#### Work to complete
1 - According to the article on sugar ants, how many times more potent than carbon dioxide is nitrous oxide?
2 - Update the part of the sugar ant article between "She said a bacterium" and "use of fertilisers.", inclusive, so that "bacterium" becomes "microbe".

SUGAR ants may be doing their bit for their environment by indulging their taste for urine, according to new research.
A study by the University of South Australia found the ants actually preferred urine to sugar and their taste for it could play a role in reducing greenhouse gases.
Led by wildlife ecologist Associate Professor Topa Petit, researchers learned sugar ants nocturnally foraged for pee to extract nitrogen molecules.
If not for the ants, those molecules may have ended up in greenhouse gases.
The Kangaroo Island based team found the ants were attracted to higher concentrations of urea, mining them for long periods from dry sand.
This marked the first time ants had been observed mining dry urine from sand for a long periods of time.
Associate Professor Petit said findings could play a role in nitrogen cycling.
"When I first noticed the ants swarming to scavenge urine, it was purely by accident," she said.
"But under research conditions we found that the ants determinedly mined urea patches night after night with greater numbers of ants drawn to higher urea concentrations."
She said a bacterium in the digestive tract of sugar ants allowed them to process urea in order to get nitrogen for protein.
Associate Professor Petit said the discovery suggested the ants might reduce the release of ammonia from urine, which led to the production of nitrous oxide.
Nitrous oxide is 300 times more potent than carbon dioxide.
The past decade has seen a substantial increase in emissions, mostly due to the widespread use of fertilisers.
"This is not the last we will hear about these sugar ants - they could open up a whole new field of research," she said.

#### Information shown
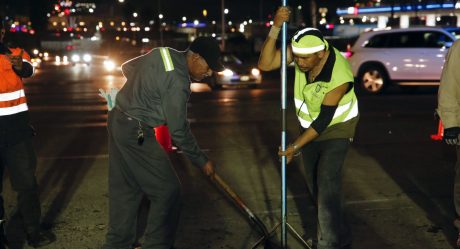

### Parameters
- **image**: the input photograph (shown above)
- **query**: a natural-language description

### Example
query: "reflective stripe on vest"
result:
[294,99,359,128]
[0,48,33,116]
[0,89,29,116]
[160,48,174,72]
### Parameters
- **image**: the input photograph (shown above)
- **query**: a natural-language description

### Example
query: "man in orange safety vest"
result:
[0,17,54,249]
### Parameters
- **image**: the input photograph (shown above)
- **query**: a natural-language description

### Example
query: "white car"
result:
[348,27,456,94]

#### Solution list
1 - 300 times

2 -
She said a microbe in the digestive tract of sugar ants allowed them to process urea in order to get nitrogen for protein.
Associate Professor Petit said the discovery suggested the ants might reduce the release of ammonia from urine, which led to the production of nitrous oxide.
Nitrous oxide is 300 times more potent than carbon dioxide.
The past decade has seen a substantial increase in emissions, mostly due to the widespread use of fertilisers.